● **YOUR OBJECTIVE**
Return the passage on the antenna drive assembly in full, word for word.

● **READING TEXT**
— begin —
Horizontal arm 601 is pivotally mounted to azimuth drive assembly 102 mounted upon a base 103. Azimuth drive assembly 102 rotates horizontal arm 601 and thus positions the apparatus and the antenna in the azimuth plane. In this example, an elevation drive assembly 612 is mounted within horizontal arm 601 and is connected to a pulley, or gear, which is engaged with a single or a pair of cables, or chains 604, 606. The free ends of the cables 604, 606 are connected to the surface of the sphere, through loops or hooks, or the like. Optionally, cable attachment points may located roughly opposite each other on the sphere. In operation, cables should be of a length and the attachment points located to result in the least amount of slack possible. This stabilizes the sphere, and thus the parabolic reflector, in the elevation plane. In operation, elevation drive assembly rotates the pulley which pulls the cable in a given directed, or in the case of using two cables, the pulley pulls one cable. This action rotates the sphere about its axis in the elevation plane.
In all of the cases discussed hereinabove, the drive actuators may be achieved with off-the-shelf drive mechanisms such as those used for driving the positioning of telescopes. Those skilled in the relevant arts will appreciate that drive mechanism is reversible, able to provide clockwise and counter-clockwise torque when commanded. This may be accomplished in many ways known in the arts. The motor itself maybe commanded to operate with reverse polarity. Alternatively, reversing direction of pull may be achieved mechanically.
— end —
Rows from a segmentation dataset
— begin —
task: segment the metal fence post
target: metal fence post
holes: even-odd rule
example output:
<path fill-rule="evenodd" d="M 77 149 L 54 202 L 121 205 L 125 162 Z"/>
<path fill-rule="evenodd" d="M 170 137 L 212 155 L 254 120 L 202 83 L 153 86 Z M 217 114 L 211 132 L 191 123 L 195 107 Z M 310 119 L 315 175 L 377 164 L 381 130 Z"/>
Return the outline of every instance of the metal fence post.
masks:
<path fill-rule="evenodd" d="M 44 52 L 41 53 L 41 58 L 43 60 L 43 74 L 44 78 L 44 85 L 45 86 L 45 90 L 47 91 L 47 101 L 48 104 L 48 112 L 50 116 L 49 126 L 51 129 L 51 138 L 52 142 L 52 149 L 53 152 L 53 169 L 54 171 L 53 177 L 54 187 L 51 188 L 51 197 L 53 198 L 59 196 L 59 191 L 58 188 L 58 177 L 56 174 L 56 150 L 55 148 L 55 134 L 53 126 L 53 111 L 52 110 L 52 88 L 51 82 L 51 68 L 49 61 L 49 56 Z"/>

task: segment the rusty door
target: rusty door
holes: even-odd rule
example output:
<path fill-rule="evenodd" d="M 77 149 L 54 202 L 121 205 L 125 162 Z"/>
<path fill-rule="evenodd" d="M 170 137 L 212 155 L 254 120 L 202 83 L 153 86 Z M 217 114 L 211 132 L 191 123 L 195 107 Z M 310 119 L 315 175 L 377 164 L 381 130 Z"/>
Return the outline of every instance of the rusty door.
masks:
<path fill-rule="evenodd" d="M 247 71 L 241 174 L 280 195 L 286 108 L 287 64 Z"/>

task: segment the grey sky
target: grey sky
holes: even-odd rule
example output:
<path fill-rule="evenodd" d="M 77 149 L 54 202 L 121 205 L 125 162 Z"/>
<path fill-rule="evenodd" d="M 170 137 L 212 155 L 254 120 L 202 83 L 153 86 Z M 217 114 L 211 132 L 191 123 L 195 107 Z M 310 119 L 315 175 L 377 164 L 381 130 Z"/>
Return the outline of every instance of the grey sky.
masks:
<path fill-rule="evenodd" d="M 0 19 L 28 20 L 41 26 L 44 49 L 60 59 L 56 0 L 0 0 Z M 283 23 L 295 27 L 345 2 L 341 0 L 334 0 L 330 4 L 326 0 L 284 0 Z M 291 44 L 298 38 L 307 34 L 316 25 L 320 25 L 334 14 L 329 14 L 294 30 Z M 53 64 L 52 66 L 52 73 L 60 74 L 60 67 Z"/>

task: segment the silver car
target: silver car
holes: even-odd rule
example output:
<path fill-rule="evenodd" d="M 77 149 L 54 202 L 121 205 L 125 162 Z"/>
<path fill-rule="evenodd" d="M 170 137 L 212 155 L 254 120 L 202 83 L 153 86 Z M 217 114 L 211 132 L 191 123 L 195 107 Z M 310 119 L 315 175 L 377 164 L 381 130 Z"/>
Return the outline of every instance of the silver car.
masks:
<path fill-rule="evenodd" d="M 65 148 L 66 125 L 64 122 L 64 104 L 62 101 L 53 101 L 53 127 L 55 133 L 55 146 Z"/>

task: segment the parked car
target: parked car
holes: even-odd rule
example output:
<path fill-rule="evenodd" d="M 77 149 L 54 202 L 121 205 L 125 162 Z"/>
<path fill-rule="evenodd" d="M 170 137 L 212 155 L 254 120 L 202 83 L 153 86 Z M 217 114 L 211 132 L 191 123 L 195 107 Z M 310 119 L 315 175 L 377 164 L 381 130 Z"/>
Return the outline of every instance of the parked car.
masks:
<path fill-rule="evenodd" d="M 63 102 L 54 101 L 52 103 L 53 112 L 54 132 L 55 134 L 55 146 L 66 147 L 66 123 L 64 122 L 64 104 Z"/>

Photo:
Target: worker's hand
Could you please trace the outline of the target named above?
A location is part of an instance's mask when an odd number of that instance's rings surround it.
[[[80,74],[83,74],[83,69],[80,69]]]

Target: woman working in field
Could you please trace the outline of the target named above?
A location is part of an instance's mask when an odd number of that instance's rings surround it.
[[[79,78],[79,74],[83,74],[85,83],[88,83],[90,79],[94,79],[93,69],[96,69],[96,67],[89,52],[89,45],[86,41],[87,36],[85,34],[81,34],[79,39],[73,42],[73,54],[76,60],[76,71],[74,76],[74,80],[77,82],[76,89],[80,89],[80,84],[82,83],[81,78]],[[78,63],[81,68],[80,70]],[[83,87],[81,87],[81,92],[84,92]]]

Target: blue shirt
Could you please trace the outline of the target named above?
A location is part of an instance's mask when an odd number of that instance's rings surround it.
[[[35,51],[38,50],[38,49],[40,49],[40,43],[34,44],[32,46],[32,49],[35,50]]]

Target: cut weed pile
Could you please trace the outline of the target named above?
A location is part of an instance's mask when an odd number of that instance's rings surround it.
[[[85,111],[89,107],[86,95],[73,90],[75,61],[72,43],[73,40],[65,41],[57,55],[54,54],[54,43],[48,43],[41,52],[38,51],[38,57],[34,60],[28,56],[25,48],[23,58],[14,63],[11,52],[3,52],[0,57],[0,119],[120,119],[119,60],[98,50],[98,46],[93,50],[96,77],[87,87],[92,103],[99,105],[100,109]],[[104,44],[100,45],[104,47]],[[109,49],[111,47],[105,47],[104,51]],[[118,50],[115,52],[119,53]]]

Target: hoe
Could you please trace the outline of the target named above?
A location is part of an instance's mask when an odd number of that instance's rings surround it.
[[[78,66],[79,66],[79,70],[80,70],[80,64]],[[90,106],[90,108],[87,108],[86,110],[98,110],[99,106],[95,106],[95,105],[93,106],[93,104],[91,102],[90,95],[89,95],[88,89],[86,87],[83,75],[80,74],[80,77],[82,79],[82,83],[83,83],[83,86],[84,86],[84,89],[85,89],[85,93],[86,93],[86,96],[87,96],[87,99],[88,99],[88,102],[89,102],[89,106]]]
— end —
● **EXERCISE SOLUTION**
Horizontal arm 601 is pivotally mounted to azimuth drive assembly 102 mounted upon a base 103. Azimuth drive assembly 102 rotates horizontal arm 601 and thus positions the apparatus and the antenna in the azimuth plane. In this example, an elevation drive assembly 612 is mounted within horizontal arm 601 and is connected to a pulley, or gear, which is engaged with a single or a pair of cables, or chains 604, 606. The free ends of the cables 604, 606 are connected to the surface of the sphere, through loops or hooks, or the like. Optionally, cable attachment points may located roughly opposite each other on the sphere. In operation, cables should be of a length and the attachment points located to result in the least amount of slack possible. This stabilizes the sphere, and thus the parabolic reflector, in the elevation plane. In operation, elevation drive assembly rotates the pulley which pulls the cable in a given directed, or in the case of using two cables, the pulley pulls one cable. This action rotates the sphere about its axis in the elevation plane.
In all of the cases discussed hereinabove, the drive actuators may be achieved with off-the-shelf drive mechanisms such as those used for driving the positioning of telescopes. Those skilled in the relevant arts will appreciate that drive mechanism is reversible, able to provide clockwise and counter-clockwise torque when commanded. This may be accomplished in many ways known in the arts. The motor itself maybe commanded to operate with reverse polarity. Alternatively, reversing direction of pull may be achieved mechanically.